(CONSIGNE 1): Recopiez à l'identique le passage de l'article sur Grandorado TN N.O.P qui commence aux mots « Pour sa première » et s'arrête après « devenir un phénomène. ».
(CONSIGNE 2): Traduisez en anglais la phrase suivante de l'article sur Grandorado TN N.O.P : « Pour sa première année au plus haut niveau, en 2022, Grandorado TN N.O.P a crevé l’écran. »
(CONSIGNE 3): Prolongez l'article sur Grandorado TN N.O.P au-delà de sa dernière phrase.

(TEXTE PRÉSENTÉ):
Sport samedi 14 janvier 2023 Mélina Massias

Pour sa première année au plus haut niveau, en 2022, Grandorado TN N.O.P a crevé l’écran. En toute logique, le bai avait été sélectionné pour défendre les Oranje aux Mondiaux de Herning, mais une mauvaise chute de son cavalier de toujours et co-propriétaire, Willem Greve, a court-circuité les plans du duo. Qu’importe. À douze ans, le puissant fils d’Eldorado van de Zeshoek et Charmieque, une descendante de Carolus II, ne semble être qu’au commencement de son apogée. Reconnu pour ses talents dans le sport, en attestent ses trois doubles sans-faute en Coupe des nations 5* la saison dernière, mais aussi à l’élevage, où il compte déjà plus de mille descendants, le KWPN est avant tout le fruit d’une histoire d’amitié de longue date entre ses éleveurs : Martinus Rietberg et Dick Verhoeven. Retour sur l'ascension de celui qui pourrait bien devenir un phénomène.

La première partie de cet article est à (re)lire ici.

[Éléments d'un jeu de données]
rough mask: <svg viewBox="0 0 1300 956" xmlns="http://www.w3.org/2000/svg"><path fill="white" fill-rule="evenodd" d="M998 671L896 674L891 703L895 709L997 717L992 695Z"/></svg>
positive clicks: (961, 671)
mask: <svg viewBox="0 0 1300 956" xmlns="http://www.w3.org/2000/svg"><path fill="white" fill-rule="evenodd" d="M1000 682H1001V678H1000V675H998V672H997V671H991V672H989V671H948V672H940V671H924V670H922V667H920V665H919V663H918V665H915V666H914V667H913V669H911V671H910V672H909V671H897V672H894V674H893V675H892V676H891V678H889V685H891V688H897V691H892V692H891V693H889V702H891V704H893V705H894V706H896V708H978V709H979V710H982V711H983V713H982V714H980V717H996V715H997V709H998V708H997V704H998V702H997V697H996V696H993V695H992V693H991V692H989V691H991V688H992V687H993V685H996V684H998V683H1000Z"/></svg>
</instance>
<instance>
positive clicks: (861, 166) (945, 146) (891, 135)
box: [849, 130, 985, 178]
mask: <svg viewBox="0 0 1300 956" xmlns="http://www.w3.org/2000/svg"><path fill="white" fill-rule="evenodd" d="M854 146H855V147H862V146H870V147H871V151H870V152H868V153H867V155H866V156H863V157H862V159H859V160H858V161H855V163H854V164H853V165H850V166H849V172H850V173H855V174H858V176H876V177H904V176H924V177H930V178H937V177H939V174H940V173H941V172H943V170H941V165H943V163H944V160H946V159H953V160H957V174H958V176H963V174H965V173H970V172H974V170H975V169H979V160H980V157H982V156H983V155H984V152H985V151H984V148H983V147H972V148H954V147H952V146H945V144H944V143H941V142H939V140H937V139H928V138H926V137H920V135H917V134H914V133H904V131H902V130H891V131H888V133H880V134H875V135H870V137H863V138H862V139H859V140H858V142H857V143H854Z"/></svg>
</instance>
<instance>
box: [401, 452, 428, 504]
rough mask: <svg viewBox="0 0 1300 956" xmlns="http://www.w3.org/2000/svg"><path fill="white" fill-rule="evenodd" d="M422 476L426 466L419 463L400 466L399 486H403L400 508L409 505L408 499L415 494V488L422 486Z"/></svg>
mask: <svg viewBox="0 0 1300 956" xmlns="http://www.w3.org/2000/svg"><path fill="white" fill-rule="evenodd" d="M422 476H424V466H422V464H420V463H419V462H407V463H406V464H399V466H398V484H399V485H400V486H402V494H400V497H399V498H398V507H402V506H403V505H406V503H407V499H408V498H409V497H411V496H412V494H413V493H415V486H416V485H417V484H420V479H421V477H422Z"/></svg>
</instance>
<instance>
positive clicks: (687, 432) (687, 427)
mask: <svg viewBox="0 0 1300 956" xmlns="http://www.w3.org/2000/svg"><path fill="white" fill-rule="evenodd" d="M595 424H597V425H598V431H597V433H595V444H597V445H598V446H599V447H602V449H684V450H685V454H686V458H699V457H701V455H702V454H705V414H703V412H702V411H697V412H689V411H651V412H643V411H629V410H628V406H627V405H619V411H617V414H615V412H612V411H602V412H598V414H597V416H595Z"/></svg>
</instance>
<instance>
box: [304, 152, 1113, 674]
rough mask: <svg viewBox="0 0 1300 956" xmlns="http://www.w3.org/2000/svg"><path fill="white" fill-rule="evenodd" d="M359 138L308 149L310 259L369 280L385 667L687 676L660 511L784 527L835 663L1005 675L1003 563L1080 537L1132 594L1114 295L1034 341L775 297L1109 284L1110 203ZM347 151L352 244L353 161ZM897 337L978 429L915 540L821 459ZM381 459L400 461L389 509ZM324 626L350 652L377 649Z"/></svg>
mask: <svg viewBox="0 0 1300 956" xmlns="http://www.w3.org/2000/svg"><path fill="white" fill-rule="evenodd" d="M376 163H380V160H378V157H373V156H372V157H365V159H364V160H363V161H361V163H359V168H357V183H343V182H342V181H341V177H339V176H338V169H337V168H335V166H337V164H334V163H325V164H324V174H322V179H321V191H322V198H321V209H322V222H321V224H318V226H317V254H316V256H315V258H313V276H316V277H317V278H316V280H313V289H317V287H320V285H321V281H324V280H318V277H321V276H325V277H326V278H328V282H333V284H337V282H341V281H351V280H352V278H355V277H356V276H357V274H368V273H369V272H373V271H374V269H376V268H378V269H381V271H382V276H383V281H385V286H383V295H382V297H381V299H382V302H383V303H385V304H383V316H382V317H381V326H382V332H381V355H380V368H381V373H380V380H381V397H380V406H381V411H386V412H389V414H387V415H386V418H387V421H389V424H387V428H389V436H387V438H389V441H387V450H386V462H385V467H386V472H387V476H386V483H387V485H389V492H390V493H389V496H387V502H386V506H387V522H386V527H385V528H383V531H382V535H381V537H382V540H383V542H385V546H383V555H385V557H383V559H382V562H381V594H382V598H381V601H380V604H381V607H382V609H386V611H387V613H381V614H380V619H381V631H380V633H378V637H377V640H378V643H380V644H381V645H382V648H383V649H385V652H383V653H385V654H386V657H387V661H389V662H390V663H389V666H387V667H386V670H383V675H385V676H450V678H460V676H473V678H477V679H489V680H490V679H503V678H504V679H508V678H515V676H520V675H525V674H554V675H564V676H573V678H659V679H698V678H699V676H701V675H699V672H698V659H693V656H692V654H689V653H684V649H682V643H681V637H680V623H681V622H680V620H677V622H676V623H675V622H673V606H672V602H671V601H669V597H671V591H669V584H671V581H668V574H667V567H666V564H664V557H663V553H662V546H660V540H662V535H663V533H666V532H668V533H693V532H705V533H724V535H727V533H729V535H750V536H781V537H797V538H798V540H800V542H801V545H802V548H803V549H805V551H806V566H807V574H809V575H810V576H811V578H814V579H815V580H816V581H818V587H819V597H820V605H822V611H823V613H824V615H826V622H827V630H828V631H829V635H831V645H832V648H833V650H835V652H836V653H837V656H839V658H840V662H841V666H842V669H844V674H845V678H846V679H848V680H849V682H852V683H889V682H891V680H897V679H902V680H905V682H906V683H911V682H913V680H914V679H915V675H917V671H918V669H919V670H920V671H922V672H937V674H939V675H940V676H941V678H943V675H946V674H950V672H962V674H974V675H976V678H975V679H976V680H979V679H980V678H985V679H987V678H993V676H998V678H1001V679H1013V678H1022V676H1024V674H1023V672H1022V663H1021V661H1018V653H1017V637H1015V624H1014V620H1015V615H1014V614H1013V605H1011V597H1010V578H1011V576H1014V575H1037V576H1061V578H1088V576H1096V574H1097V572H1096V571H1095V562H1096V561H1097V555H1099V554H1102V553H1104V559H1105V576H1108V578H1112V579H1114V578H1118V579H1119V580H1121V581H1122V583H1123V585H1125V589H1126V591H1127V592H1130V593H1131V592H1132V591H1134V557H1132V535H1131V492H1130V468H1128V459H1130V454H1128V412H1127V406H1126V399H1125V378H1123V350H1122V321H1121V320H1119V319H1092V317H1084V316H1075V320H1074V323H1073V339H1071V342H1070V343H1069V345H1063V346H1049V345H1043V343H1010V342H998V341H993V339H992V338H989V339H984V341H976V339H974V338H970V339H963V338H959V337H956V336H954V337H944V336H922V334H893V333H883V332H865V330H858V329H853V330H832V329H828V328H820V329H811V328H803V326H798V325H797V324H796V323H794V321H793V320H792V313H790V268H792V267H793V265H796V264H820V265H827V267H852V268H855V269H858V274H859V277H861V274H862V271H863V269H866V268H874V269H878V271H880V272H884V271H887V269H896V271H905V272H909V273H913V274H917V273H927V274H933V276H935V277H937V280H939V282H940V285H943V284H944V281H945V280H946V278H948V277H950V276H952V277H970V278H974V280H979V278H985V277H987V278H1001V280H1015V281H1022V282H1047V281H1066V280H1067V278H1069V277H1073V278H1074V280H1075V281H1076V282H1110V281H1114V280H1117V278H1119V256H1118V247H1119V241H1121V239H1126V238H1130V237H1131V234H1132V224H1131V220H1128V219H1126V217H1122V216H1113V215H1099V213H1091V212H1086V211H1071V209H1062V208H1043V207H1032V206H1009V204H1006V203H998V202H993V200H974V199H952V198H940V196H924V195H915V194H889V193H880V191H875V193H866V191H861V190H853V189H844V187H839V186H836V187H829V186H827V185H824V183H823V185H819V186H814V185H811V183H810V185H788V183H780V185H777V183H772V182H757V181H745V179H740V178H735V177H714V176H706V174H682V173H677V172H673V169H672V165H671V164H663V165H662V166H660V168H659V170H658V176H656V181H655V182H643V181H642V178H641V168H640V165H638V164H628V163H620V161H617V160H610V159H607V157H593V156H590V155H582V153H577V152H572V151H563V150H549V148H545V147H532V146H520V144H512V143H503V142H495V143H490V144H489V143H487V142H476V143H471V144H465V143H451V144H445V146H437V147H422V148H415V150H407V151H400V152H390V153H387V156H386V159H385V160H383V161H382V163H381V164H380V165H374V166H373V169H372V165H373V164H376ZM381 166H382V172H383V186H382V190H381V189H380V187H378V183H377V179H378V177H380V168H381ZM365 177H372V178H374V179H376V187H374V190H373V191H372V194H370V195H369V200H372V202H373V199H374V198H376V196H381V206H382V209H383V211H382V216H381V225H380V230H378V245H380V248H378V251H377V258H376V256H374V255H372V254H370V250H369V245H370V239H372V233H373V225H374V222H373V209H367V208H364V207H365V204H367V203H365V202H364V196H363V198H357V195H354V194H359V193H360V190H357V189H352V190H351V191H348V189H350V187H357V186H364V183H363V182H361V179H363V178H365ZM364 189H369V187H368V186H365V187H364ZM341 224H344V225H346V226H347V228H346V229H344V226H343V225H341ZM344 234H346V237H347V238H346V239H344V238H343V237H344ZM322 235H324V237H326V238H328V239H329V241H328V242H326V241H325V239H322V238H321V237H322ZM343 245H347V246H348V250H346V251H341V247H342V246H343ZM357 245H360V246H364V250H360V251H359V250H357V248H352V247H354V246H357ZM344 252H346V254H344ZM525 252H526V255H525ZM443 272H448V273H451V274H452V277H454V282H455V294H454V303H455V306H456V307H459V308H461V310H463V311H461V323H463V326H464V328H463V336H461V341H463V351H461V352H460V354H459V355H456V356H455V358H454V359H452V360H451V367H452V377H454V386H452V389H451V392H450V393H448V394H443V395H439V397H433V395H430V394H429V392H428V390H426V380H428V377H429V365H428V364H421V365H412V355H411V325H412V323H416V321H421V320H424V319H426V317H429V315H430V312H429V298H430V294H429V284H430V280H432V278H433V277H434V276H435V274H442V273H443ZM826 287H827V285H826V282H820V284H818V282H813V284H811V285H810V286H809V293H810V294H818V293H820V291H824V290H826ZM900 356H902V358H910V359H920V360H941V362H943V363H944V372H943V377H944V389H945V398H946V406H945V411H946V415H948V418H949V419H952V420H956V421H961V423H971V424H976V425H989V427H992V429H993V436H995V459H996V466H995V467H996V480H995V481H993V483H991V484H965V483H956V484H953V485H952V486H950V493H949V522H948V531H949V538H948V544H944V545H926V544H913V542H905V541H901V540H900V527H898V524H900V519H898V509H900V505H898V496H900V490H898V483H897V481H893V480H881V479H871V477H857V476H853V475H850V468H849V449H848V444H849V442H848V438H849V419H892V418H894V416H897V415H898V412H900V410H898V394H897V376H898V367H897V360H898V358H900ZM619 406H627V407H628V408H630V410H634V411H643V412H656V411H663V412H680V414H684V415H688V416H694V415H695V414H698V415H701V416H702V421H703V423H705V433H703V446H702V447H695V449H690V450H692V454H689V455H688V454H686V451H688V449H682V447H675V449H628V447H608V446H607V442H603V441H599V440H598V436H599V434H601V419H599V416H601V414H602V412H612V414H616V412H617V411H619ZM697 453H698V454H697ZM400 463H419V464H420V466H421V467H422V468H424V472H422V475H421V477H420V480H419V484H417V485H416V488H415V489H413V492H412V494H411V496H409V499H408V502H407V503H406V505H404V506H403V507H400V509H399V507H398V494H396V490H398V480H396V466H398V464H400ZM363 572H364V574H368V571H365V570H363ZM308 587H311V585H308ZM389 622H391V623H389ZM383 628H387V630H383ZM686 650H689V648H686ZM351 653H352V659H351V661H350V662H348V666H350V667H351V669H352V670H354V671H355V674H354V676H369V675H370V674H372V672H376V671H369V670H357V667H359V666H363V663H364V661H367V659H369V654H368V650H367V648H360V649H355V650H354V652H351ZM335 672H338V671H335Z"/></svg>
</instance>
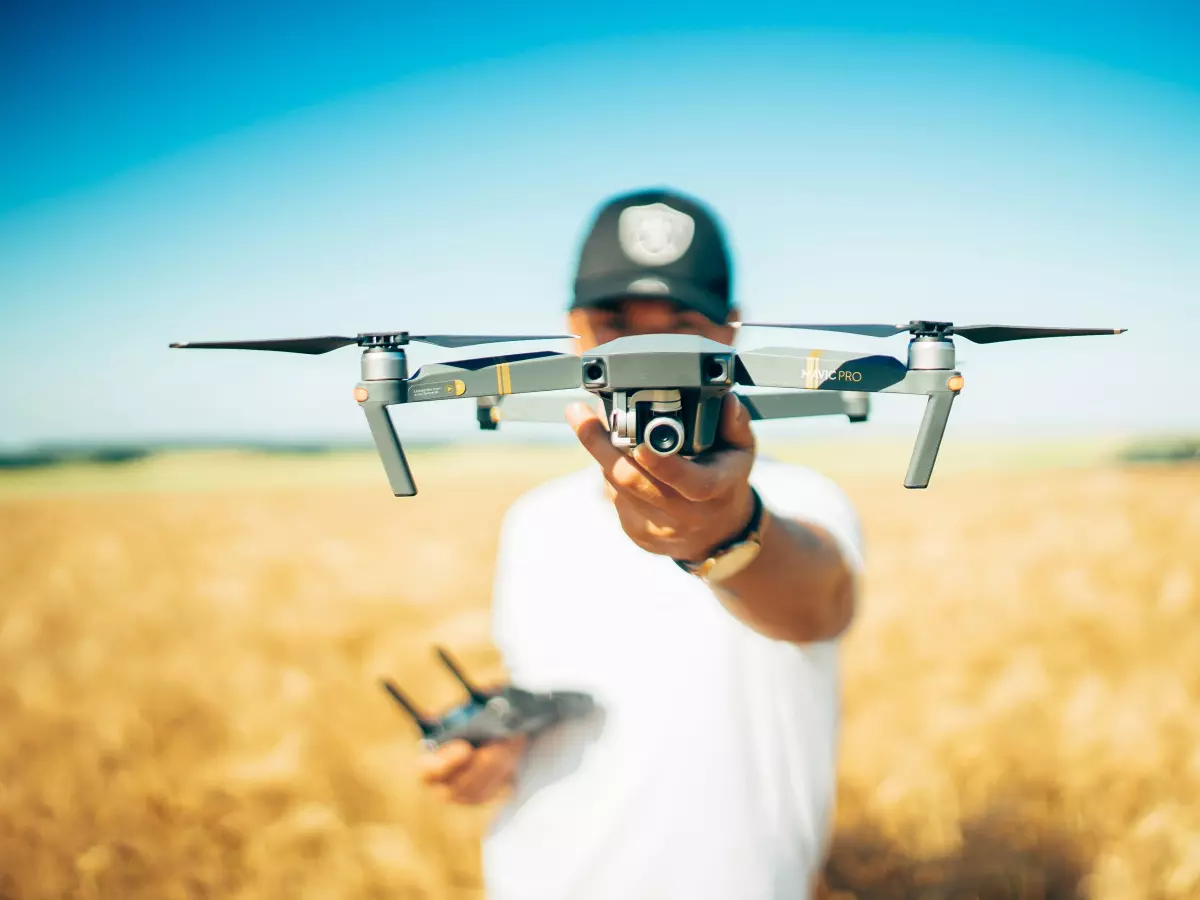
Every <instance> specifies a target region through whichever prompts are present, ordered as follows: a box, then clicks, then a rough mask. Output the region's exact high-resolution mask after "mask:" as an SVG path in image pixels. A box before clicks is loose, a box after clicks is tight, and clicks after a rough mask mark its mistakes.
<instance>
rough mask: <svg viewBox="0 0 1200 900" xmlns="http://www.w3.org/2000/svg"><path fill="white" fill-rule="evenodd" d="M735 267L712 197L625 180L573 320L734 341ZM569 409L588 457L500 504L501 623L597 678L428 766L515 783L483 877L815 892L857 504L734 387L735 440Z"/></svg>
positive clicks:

(RÉPONSE RÉDIGÉE 1):
Pour sa première année au plus haut niveau, en 2022, Grandorado TN N.O.P a crevé l’écran. En toute logique, le bai avait été sélectionné pour défendre les Oranje aux Mondiaux de Herning, mais une mauvaise chute de son cavalier de toujours et co-propriétaire, Willem Greve, a court-circuité les plans du duo. Qu’importe. À douze ans, le puissant fils d’Eldorado van de Zeshoek et Charmieque, une descendante de Carolus II, ne semble être qu’au commencement de son apogée. Reconnu pour ses talents dans le sport, en attestent ses trois doubles sans-faute en Coupe des nations 5* la saison dernière, mais aussi à l’élevage, où il compte déjà plus de mille descendants, le KWPN est avant tout le fruit d’une histoire d’amitié de longue date entre ses éleveurs : Martinus Rietberg et Dick Verhoeven. Retour sur l'ascension de celui qui pourrait bien devenir un phénomène.

(RÉPONSE RÉDIGÉE 2): In his first year at the highest level, in 2022, Grandorado TN N.O.P stole the show.

(RÉPONSE RÉDIGÉE 3):
Quand bien même Grandorado ait toujours été au-dessus du lot, sans un véritable travail d'orfèvre et l’acquisition de bases solides, le puissant étalon ne pourrait sans doute pas se targuer des résultats qui sont aujourd’hui les siens. “Je n’ai jamais douté de Grandorado. Il est très timide, a toujours été un peu méfiant et très vif, à regarder autour de lui. En revanche, face aux obstacles ce n’est jamais le cas. Il a toutefois besoin de beaucoup de travail et d’une grande discipline. Je lui ai dédié un temps phénoménal et cela a payé. J’ai toujours cru en sa qualité de saut et ses moyens”, détaille Willem Greve, qui fêtera son quarantième anniversaire le 26 février prochain. “En fait, Grandorado a surtout énormément d’énergie et dégage beaucoup de puissance. Le plus important est de parvenir à canaliser cela, et faire en sorte qu’il utilise ces qualités à bon escient en piste. Il effectue ses détentes avec beaucoup d’aisance, puis quand il entre en piste il se met à ruer, à jouer. Mais, une fois le moment venu, il répond présent. Le point primordial avec lui a été de le faire mûrir dans sa tête et de lui donner de l’expérience. Je pense qu’avec les années, cela ne va aller qu’en s’améliorant. Plus il va disputer des concours comme celui-ci (le CHI de Genève, ndlr), plus il va s’aguerrir et plus il verra de nouveaux endroits, meilleur il sera. Sa qualité intrinsèque n’est pas à 100%, elle est à 110%. De fait, j’ai le sentiment qu’il ne fait que s’améliorer.”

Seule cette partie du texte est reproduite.